### GOAL
Recast the lines from the one containing "Agricultural drone survey: scan the aerial photo for man in navy" up to and including the one containing "343, 44, 738, 924" as a Markdown table with the columns Number and Line, numbering each row and leaving out blank lines.

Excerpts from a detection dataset
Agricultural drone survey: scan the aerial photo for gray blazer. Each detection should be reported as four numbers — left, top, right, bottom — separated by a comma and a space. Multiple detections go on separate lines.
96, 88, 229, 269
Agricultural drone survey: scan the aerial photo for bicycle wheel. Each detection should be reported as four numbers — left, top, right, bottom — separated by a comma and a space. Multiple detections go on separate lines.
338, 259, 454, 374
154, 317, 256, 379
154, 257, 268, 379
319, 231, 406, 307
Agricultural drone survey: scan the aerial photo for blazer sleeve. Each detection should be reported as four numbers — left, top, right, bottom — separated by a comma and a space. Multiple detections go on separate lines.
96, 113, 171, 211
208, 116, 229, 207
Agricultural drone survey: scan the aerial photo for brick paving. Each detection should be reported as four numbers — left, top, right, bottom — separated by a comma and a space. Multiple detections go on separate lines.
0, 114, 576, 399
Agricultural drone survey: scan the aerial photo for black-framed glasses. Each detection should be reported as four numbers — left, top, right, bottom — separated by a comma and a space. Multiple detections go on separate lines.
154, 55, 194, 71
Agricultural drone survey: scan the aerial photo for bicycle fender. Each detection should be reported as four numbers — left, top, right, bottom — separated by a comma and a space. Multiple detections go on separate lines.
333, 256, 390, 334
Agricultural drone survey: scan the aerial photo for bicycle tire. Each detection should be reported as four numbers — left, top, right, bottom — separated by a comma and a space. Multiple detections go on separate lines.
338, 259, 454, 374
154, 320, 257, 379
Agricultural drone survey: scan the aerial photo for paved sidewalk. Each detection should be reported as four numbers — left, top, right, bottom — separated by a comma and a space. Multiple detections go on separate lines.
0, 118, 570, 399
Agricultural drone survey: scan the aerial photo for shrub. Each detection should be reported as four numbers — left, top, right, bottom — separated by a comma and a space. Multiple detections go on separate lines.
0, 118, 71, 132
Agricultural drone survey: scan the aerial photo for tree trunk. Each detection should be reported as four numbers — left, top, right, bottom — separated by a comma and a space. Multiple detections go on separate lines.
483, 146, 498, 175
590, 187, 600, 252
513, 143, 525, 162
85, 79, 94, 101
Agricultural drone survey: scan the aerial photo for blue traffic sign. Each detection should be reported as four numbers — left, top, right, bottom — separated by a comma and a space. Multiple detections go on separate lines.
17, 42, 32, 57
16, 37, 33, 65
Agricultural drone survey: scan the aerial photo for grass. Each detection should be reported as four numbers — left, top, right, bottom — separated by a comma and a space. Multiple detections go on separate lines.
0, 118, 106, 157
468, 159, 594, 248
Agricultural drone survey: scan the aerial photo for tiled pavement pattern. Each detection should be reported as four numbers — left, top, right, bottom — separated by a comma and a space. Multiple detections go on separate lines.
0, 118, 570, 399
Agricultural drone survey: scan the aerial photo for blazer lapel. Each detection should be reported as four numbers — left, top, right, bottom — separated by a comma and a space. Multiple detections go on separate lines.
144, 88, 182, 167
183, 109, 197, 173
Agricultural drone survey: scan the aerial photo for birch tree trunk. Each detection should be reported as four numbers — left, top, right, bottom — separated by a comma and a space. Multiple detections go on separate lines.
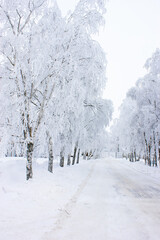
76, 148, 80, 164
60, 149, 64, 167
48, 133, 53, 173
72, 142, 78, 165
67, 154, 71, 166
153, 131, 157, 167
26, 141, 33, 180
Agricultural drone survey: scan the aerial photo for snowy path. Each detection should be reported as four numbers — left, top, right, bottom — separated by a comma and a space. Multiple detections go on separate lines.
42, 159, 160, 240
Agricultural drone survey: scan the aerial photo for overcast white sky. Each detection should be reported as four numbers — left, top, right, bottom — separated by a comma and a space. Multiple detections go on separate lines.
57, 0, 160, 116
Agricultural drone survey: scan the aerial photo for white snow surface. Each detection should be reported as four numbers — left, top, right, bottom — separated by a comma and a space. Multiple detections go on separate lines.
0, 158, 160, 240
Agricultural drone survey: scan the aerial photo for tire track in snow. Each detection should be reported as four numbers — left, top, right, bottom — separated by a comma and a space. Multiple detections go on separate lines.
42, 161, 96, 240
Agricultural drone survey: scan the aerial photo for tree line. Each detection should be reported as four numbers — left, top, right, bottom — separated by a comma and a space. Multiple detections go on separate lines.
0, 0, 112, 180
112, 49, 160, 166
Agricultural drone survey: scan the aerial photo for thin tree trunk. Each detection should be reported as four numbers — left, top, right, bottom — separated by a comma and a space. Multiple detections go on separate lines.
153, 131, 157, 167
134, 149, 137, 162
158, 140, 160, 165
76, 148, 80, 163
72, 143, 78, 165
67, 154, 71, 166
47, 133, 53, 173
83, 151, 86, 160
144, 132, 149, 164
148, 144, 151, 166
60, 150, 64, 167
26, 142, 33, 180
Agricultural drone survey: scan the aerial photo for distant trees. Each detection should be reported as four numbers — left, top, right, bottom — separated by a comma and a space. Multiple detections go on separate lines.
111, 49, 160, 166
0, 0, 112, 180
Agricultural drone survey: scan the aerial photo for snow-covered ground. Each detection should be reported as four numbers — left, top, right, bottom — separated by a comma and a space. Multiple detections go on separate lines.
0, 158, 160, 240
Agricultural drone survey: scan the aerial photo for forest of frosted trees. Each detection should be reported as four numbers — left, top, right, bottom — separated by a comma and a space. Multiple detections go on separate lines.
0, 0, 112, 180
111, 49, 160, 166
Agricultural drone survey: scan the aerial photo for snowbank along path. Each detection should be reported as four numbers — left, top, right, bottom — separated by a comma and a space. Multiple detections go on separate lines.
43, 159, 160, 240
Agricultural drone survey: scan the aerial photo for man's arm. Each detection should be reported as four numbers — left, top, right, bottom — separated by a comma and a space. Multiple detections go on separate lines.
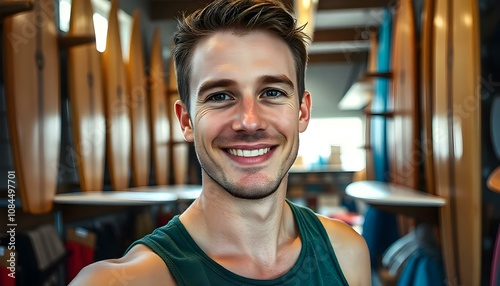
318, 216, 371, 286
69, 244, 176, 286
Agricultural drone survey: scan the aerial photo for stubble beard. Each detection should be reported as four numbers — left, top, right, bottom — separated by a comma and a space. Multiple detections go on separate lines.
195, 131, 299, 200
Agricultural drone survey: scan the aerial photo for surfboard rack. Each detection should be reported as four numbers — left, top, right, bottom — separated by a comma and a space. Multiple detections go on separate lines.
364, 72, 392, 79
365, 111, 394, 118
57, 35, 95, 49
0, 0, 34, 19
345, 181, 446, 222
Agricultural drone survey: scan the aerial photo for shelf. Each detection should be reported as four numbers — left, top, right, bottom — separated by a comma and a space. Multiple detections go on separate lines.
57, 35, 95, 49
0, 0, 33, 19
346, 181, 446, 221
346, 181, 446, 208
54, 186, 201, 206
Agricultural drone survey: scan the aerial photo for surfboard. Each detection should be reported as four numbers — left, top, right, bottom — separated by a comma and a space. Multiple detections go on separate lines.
==
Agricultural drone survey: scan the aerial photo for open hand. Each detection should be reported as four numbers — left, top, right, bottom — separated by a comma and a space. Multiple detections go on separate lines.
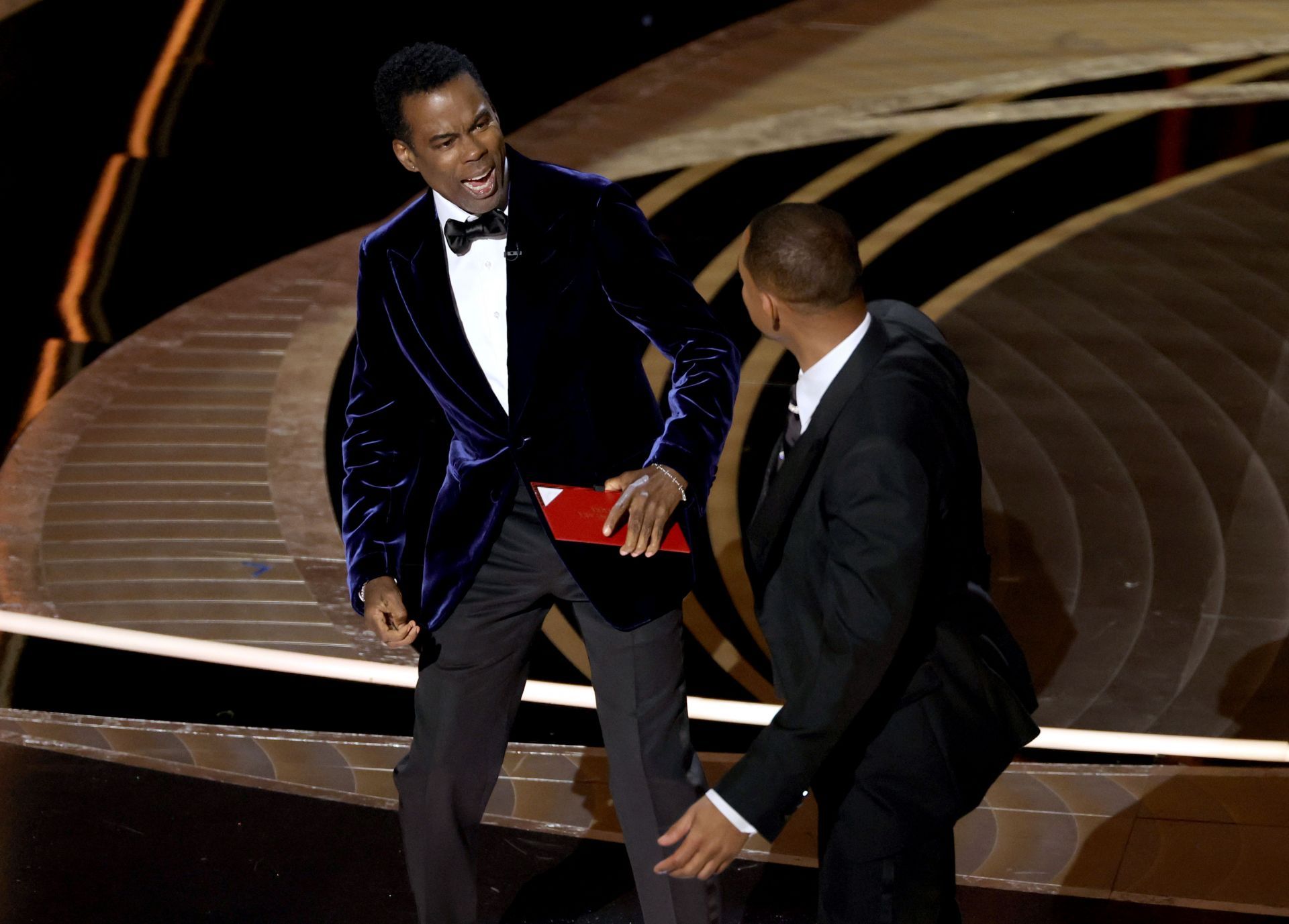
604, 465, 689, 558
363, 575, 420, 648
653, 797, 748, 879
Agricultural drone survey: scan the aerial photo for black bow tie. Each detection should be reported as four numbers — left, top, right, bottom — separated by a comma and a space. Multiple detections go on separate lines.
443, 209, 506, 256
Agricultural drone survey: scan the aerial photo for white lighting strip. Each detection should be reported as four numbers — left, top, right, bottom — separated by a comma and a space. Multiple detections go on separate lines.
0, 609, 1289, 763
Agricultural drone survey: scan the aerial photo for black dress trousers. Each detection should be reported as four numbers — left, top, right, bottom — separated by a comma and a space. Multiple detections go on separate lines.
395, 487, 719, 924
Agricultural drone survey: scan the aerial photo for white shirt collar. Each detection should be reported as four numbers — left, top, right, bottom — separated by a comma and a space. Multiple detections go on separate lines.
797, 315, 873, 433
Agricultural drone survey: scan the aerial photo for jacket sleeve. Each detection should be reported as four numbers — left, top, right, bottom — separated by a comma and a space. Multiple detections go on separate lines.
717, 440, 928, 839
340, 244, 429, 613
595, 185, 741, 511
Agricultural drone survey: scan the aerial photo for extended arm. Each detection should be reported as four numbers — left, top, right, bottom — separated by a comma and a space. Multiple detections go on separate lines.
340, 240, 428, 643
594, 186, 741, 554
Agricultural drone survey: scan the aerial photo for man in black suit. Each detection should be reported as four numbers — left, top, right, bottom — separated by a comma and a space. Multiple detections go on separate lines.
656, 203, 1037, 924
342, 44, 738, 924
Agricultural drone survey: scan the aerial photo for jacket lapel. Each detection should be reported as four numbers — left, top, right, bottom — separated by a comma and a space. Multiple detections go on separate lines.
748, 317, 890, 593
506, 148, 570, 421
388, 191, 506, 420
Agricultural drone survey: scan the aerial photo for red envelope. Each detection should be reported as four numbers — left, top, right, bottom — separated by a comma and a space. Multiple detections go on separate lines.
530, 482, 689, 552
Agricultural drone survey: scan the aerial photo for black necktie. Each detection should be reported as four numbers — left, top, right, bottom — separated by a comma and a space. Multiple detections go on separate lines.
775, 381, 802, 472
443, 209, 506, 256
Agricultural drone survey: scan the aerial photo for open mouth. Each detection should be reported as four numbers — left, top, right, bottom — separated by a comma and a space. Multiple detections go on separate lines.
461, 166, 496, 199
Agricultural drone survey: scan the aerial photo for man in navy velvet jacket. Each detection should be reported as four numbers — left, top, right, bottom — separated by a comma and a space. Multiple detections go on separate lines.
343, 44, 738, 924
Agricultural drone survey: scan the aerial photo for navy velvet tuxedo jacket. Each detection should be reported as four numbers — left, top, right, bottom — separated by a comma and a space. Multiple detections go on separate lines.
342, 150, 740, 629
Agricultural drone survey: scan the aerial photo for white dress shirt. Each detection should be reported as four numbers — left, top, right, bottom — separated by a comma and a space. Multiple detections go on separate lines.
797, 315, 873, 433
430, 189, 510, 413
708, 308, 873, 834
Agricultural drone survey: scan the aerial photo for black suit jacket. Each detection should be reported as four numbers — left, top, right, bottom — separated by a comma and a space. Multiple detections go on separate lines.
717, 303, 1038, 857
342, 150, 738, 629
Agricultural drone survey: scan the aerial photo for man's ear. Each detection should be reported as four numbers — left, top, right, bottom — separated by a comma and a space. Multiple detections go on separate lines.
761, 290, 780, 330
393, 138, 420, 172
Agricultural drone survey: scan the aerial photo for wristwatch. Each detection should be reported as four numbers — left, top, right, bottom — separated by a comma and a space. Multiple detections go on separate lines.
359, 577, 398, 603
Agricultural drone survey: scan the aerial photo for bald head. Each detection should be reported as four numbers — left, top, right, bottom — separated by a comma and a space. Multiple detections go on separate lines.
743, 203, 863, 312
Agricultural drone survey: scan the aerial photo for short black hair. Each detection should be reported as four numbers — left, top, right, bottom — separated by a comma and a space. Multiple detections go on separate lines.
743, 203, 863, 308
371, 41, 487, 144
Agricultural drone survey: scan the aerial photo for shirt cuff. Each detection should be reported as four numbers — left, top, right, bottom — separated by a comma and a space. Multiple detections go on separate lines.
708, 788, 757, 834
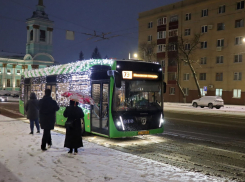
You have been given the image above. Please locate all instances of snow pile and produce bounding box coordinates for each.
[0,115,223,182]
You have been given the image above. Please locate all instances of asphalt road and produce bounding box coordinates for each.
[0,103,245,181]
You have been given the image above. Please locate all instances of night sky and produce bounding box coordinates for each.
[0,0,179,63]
* * *
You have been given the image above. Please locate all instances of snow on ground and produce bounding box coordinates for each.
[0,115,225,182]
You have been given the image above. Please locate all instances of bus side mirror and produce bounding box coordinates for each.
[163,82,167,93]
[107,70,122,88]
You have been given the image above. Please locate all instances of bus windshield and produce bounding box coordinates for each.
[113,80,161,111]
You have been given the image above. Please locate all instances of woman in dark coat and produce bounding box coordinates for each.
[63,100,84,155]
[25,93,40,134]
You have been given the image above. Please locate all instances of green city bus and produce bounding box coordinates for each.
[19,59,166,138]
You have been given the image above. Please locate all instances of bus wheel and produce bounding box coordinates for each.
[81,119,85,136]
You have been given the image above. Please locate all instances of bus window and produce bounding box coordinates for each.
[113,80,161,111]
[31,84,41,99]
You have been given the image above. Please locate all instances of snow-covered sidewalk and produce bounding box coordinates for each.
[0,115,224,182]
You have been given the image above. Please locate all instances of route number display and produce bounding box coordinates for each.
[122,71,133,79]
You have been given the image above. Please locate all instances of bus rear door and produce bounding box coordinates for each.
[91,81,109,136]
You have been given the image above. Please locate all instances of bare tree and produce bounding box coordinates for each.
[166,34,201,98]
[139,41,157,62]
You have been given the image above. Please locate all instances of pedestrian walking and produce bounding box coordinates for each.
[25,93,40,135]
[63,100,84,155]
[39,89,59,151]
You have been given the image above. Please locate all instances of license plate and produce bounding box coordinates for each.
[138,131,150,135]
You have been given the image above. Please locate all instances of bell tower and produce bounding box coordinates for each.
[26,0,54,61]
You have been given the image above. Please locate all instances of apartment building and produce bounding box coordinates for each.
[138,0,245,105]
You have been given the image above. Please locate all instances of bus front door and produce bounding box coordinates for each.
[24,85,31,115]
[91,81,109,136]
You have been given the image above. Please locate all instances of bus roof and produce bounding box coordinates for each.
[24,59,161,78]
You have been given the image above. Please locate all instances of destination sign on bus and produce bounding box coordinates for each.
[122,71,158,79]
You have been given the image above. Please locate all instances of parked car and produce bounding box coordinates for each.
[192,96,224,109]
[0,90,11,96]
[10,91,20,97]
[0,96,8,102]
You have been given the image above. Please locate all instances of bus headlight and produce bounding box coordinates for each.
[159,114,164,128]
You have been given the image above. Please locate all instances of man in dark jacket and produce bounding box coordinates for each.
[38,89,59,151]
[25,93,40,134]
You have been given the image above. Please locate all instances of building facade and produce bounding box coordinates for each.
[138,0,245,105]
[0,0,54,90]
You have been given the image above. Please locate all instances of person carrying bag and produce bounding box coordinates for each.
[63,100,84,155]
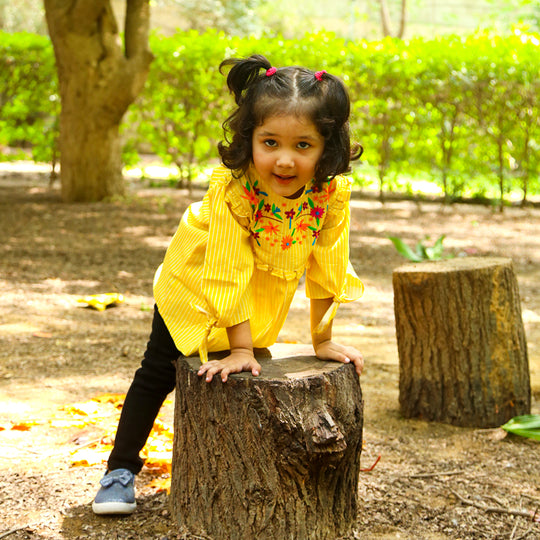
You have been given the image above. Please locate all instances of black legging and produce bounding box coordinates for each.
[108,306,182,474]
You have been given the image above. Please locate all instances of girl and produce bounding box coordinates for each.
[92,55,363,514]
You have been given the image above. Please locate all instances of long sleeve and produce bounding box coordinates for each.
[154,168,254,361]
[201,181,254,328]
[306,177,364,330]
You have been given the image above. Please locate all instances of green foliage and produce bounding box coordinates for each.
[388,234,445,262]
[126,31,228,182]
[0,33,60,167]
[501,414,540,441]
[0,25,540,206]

### WRITTEN ANSWER
| Number | Line |
|---|---|
| 1 | Agricultural drone survey: scan the aerial photo for man in navy velvet jacket. Each detection should be reported as four numbers — left, top, right, bottom — separated by a comma and a space. Multiple detections go on separate lines. |
| 2 | 343, 44, 738, 924 |